**PAGE**
____________________
Moran WMA, Windsor

Birds of Interest

With it's beautiful spruce forests, Moran Wildlife Management Area is a good place to look for Crossbills (Red and White-winged), Pine Siskins, and Evening Grosbeaks, especially during irruption years.

About this Location

The diverse character of Eugene D. Moran WMA attracts hunters, birders, and other wildlife enthusiasts. This high-elevation property is part of a large collection of conserved land scattered across the Berkshire Plateau. The forested areas are primarily northern hardwood interspersed with spruce–fir stands. Abandoned agricultural fields and shrubland habitats along with extensive wetlands can be found west of Savoy Road. Beavers are active on the landscape, so waterways are always shifting. MassWildlife mows in certain locations to maintain grassland habitat and to provide cover for ring-necked pheasant. The Fobes Hill area is managed for shrubland and young forest habitat. Visitors can explore these varied habitats and observe wildlife living there. A walk to the open summit of Windsor Hill offers one of the most impressive views in the Berkshires.
____________________
**EXTRACTED DATA**

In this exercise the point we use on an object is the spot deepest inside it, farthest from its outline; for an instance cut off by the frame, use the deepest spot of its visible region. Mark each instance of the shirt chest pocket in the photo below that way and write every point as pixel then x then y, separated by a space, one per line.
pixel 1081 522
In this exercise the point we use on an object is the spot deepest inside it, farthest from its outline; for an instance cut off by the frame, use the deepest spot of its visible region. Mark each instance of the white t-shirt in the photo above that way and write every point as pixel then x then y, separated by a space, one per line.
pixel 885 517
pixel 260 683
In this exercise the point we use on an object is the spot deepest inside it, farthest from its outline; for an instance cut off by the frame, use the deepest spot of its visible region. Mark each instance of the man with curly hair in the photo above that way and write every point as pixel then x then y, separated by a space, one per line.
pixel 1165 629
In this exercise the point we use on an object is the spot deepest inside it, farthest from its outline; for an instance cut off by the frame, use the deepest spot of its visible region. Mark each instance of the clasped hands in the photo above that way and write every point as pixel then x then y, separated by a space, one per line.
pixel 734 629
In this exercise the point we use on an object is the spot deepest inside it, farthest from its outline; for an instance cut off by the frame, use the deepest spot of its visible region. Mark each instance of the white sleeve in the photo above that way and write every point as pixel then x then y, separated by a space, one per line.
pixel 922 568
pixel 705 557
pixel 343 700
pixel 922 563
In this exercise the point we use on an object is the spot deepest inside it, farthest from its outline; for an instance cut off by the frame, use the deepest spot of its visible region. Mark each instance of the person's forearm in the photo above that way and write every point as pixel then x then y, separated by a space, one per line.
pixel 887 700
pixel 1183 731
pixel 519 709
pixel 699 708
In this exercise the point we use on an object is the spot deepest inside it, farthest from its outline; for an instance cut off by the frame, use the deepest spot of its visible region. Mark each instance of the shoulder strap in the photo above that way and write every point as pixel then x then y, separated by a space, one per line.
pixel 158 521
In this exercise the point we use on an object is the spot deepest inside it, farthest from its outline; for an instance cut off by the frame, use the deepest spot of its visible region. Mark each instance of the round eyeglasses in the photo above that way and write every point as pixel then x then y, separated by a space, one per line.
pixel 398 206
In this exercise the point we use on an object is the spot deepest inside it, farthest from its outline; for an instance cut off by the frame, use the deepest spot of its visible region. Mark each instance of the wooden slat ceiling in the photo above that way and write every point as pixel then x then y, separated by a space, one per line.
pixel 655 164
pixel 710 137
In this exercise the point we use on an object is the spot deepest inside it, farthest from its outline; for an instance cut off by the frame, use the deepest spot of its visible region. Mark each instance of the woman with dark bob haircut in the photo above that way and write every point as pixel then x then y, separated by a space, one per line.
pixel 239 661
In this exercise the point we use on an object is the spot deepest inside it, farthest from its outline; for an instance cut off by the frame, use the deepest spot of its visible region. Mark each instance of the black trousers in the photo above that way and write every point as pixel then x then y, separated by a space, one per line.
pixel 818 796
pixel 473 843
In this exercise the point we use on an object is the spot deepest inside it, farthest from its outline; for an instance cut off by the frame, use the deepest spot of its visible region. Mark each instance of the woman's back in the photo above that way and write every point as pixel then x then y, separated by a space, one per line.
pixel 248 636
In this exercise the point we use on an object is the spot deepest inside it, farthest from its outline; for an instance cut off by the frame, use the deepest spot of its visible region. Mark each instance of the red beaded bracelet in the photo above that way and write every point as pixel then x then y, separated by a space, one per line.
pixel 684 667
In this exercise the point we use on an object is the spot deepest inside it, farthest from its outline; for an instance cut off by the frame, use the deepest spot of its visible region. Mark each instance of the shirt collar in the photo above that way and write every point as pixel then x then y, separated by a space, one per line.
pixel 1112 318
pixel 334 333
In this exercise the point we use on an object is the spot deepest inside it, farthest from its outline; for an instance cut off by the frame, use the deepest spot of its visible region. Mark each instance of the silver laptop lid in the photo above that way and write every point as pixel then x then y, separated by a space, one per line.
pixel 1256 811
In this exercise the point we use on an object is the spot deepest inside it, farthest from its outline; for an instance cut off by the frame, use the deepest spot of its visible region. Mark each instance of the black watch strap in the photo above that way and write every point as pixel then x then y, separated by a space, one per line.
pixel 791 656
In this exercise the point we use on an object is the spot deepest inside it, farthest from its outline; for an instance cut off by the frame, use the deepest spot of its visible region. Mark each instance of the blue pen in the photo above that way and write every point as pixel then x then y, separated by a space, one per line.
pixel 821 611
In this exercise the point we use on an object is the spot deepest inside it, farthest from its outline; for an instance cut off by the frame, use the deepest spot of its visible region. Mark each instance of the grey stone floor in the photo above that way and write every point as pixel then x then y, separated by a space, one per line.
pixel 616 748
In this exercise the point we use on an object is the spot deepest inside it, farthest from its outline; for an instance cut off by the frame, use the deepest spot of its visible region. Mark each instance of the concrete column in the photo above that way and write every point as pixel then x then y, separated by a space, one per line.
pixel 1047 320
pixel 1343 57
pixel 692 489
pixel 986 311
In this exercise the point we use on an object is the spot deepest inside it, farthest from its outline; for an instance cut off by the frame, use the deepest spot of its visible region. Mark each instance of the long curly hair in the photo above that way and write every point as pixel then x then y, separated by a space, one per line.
____________________
**SHORT EXERCISE A**
Print the Moran WMA page from "Moran WMA, Windsor" up to and including "during irruption years.".
**SHORT EXERCISE B**
Recast the paragraph of the Moran WMA page that begins "The diverse character of Eugene D. Moran WMA" as a shorter bulleted list that keeps its main facts.
**SHORT EXERCISE C**
Pick up the Moran WMA page after its final sentence and continue writing it.

**RIGHT ANSWER A**
Moran WMA, Windsor

Birds of Interest

With it's beautiful spruce forests, Moran Wildlife Management Area is a good place to look for Crossbills (Red and White-winged), Pine Siskins, and Evening Grosbeaks, especially during irruption years.

**RIGHT ANSWER B**
- Draws hunters, birders, and other wildlife enthusiasts.
- High-elevation property within a large group of conserved lands across the Berkshire Plateau.
- Forests are mostly northern hardwood mixed with spruce–fir stands.
- Abandoned fields, shrublands, and extensive wetlands lie west of Savoy Road.
- Beaver activity keeps waterways constantly shifting.
- MassWildlife mows some areas to maintain grassland and provide cover for ring-necked pheasant.
- The Fobes Hill area is managed for shrubland and young forest.
- The open summit of Windsor Hill offers one of the most impressive views in the Berkshires.

**RIGHT ANSWER C**
This property is wholly in the town of Windsor with numerous points of entry. The primary access is via two large paved parking lots on the east and west sides of Route 8A. The WMA can also be accessed from the south side of Cheshire Road where there is a small grass parking lot or from the west side of North Street.

The large wet meadows on the WMA offer opportunities to see rare and uncommon marsh and grassland birds. There are many trails in the area for walking, hiking, and biking.

This Important Bird Area (IBA) is a mix of wet grass/sedge meadows, alder swamps, beaver ponds, fields, old field/brush/scrub habitats, deciduous northern hardwoods, and conifers such as red spruce and balsam fir.

Invasive plants in this IBA include European Buckthorn being cut and stump treated with herbicide, and Reed Canary Grass, which may be suppressed by controlled burns. No active management is currently in place to inhibit Brown-headed Cowbirds. Succession: ~90 acres of old field habitat created in recent years. Funding to maintain habitat is uncertain. Habitat conversion: Temporary disturbance to nesting birds during the first year of old-field conversion. RD/Overuse: Snowmobiles are restricted to one trail during winter.

One to four (possibly seven) state-listed species have nested here during the past 20 years. 185 species documented in this area over the past 30 years.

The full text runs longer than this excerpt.